▶ [DATA TO EXAMINE]:

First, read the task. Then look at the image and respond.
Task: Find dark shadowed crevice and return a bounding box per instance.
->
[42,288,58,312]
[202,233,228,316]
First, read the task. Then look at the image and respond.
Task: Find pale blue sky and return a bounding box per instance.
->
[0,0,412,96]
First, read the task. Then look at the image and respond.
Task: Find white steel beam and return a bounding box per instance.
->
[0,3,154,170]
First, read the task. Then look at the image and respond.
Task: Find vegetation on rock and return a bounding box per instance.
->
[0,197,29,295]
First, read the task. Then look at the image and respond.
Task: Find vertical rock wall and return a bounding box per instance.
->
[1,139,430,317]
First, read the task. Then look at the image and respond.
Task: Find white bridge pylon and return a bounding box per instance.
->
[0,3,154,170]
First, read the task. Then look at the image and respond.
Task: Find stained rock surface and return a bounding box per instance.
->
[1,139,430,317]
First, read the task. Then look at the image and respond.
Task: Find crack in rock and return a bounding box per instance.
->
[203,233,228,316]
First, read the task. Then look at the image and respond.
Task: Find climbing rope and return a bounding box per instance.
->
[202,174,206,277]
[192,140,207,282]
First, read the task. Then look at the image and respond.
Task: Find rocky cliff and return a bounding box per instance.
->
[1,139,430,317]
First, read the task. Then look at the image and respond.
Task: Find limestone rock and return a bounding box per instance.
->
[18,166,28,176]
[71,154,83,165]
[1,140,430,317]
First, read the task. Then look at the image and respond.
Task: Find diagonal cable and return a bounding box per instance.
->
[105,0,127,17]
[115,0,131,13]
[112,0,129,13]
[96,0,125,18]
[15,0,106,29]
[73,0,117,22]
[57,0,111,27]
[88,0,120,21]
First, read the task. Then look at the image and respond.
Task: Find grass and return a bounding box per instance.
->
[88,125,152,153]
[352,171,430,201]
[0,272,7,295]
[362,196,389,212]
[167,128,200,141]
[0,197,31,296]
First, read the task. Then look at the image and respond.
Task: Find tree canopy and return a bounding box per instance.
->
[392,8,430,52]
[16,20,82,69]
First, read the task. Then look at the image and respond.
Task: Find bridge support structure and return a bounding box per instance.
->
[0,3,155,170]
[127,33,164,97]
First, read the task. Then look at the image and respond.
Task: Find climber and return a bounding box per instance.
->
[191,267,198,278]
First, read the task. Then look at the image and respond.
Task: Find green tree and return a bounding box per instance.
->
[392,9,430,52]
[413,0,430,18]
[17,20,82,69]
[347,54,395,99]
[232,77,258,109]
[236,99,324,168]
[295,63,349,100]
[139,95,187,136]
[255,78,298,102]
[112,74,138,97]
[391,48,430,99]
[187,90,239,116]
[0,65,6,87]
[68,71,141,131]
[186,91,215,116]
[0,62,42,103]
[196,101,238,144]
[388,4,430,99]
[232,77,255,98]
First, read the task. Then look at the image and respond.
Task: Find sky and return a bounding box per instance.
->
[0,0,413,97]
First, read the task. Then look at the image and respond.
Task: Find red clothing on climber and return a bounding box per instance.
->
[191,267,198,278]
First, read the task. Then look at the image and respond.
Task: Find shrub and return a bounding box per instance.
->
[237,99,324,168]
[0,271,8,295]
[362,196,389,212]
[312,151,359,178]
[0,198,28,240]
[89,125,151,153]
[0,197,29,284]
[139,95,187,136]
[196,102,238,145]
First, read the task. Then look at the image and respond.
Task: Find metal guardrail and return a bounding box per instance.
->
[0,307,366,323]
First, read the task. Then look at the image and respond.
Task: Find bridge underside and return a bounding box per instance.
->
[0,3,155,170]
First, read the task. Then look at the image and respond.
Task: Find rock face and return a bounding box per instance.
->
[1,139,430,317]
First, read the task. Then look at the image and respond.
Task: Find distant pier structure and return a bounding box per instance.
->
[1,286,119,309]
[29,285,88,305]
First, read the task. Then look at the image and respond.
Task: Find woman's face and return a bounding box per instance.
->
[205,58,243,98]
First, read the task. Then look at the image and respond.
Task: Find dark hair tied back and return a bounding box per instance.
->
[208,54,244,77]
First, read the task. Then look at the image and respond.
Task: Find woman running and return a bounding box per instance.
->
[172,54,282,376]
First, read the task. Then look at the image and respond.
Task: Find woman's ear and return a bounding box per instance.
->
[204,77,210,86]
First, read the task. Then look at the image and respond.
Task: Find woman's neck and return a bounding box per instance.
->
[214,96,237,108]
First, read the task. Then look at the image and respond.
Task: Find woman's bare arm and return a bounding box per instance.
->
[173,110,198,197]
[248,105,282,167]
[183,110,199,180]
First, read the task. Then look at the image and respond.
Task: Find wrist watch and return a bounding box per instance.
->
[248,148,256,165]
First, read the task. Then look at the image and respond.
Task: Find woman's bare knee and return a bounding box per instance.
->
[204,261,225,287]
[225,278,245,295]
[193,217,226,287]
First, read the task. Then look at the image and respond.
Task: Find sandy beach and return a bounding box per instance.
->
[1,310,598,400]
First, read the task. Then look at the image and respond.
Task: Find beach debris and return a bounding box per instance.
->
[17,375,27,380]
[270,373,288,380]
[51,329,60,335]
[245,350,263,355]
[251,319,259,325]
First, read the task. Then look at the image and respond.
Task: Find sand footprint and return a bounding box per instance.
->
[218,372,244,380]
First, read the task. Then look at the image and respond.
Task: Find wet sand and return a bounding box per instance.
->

▶ [PROBLEM STATEMENT]: Line by line, transcribe all of the records exactly.

▶ [SOLUTION FOR THIS PROBLEM]:
First, read the task. Then look at the image and respond.
Task: Find dark shadowed crevice and return a bounding box per instance.
->
[42,288,58,312]
[202,233,228,316]
First, read the task. Then look at the image and respond.
Task: Find pale blue sky and return a bounding box per instance.
->
[0,0,412,96]
First, read the task. Then look at the image and respond.
Task: Find white steel beam and return a bounding box per instance.
->
[0,3,154,170]
First, read the task. Then look at the image and respond.
Task: Find vegetation on rock and return a bounding box per instance.
->
[0,197,29,295]
First, read the task. Then look at the image and respond.
Task: Find vertical rock wall and return a bounding box per instance.
->
[1,139,430,317]
First, read the task. Then look at the image and respond.
Task: Find white bridge pylon and return a bounding box per instance.
->
[0,3,154,170]
First, read the task. Then look at the image and respond.
Task: Find stained rock surface and return a bounding box per instance.
->
[1,139,430,317]
First, read the task. Then look at the image and respond.
Task: Find crack in rock and return a bounding box per instance.
->
[203,233,228,316]
First, read the task. Then look at the image and respond.
Task: Find climbing rope and return a bounding box per instance.
->
[202,174,206,277]
[192,140,207,282]
First, read the task. Then look at the image and respond.
Task: Find rocky cliff and return a bounding box per instance.
->
[1,139,430,317]
First, read the task. Then look at the image and respond.
Task: Find limestone rock and return a bounding box per instance.
->
[18,166,28,176]
[71,154,83,165]
[1,140,430,317]
First, read the task. Then look at the image and respond.
Task: Find diagonal cable and return a bounding box per instance.
->
[105,0,127,17]
[115,0,131,13]
[112,0,129,13]
[96,0,125,18]
[15,0,106,29]
[73,0,117,22]
[57,0,111,27]
[88,0,120,21]
First, read the task. Then look at the image and respond.
Task: Find grass and return a bounding box per instance.
->
[88,125,152,153]
[352,171,430,201]
[0,272,7,295]
[362,196,389,212]
[167,128,200,141]
[0,197,31,296]
First, read the task. Then look at the image and respond.
Task: Find tree canopy and return a bounding box per instance.
->
[392,8,430,52]
[16,20,82,69]
First, read the task. Then look at the image and respond.
Task: Find bridge support structure and return a bounding box per instance.
->
[0,3,155,170]
[127,33,164,97]
First, read the task. Then look at the image and respond.
Task: Find climber and return a bounding box per instance.
->
[191,267,198,278]
First, read the task. Then look at the image and respond.
Task: Find green tree and return a bounding box per instance.
->
[392,9,430,52]
[413,0,430,18]
[17,20,82,69]
[347,54,395,99]
[232,77,258,109]
[236,99,324,168]
[295,63,349,100]
[139,95,187,136]
[255,78,298,102]
[112,74,138,97]
[391,48,430,99]
[187,90,239,116]
[0,65,6,87]
[68,71,141,131]
[186,91,215,116]
[0,62,42,103]
[196,101,238,144]
[388,4,430,99]
[232,77,255,98]
First, read the task. Then look at the image and respond.
Task: Find sky and return a bounding box per instance.
->
[0,0,413,97]
First, read the task. Then look at the image and respond.
Task: Find red clothing on climber and return a bounding box per instance.
->
[191,267,198,278]
First, read the task. Then look at the image and respond.
Task: Find shrub and return a bounding box per instance.
->
[237,99,324,168]
[0,271,8,295]
[362,196,389,212]
[312,151,359,178]
[0,198,28,240]
[89,125,151,153]
[0,197,29,284]
[139,95,187,136]
[196,102,238,145]
First, read the task. Then look at the image and respond.
Task: Find metal guardrail and return a bounding box per instance.
->
[0,307,366,323]
First, read the task. Then look at the image and respond.
Task: Find bridge underside and return a bounding box per instance.
->
[0,3,155,170]
First, read the task. Then look at the image and respond.
Task: Find rock face and return a bounding box per instance.
->
[1,139,430,317]
First, read the task. Then look at the image and respond.
Task: Find distant pier structure and return a bounding box per instance.
->
[1,286,119,309]
[29,285,88,305]
First, read the task. Then look at the image and respond.
Task: Find woman's face and return a bounding box per instance.
->
[205,58,243,98]
First, read the task. Then look at the image and respond.
Task: Find dark hair tied back and return a bounding box per instance.
->
[208,54,244,77]
First, read the task. Then look at the image and respond.
Task: Find woman running and return a bounding box per instance.
->
[172,54,282,376]
First, read the task. Then look at the image and respond.
Task: Find woman's ear and return a bounding box per instance.
->
[204,77,210,86]
First, read the task. Then look at the image and respond.
Task: Find woman's neck and return a bounding box per instance.
->
[214,96,237,108]
First, read the task. Then look at the image and respond.
Task: Find woman's bare arm and return a bounding box per instance.
->
[173,110,198,197]
[248,105,282,167]
[183,110,199,180]
First, read the task. Then look at the image and respond.
Task: Find wrist watch and return a bounding box per instance.
->
[248,148,256,165]
First, read the task. Then look at the image and respond.
Task: Find woman's bare knee and return a bounding box per instance.
->
[204,261,225,287]
[225,278,245,295]
[193,217,226,287]
First, read the task. Then look at the image and respond.
Task: Find sandy beach and return a bounding box per instance.
->
[1,310,598,400]
First, read the task. Then look at the image and respond.
Task: Find beach debris and return a bounding box per instance.
->
[17,375,27,380]
[270,373,288,380]
[51,329,60,335]
[245,350,263,355]
[251,319,259,325]
First, read the task. Then look at the image and respond.
Task: Find sand footprint and return a bounding box per instance.
->
[218,372,244,380]
First, read the task. Then look at the image and respond.
Task: Find wet sand and return a bounding box per instance.
->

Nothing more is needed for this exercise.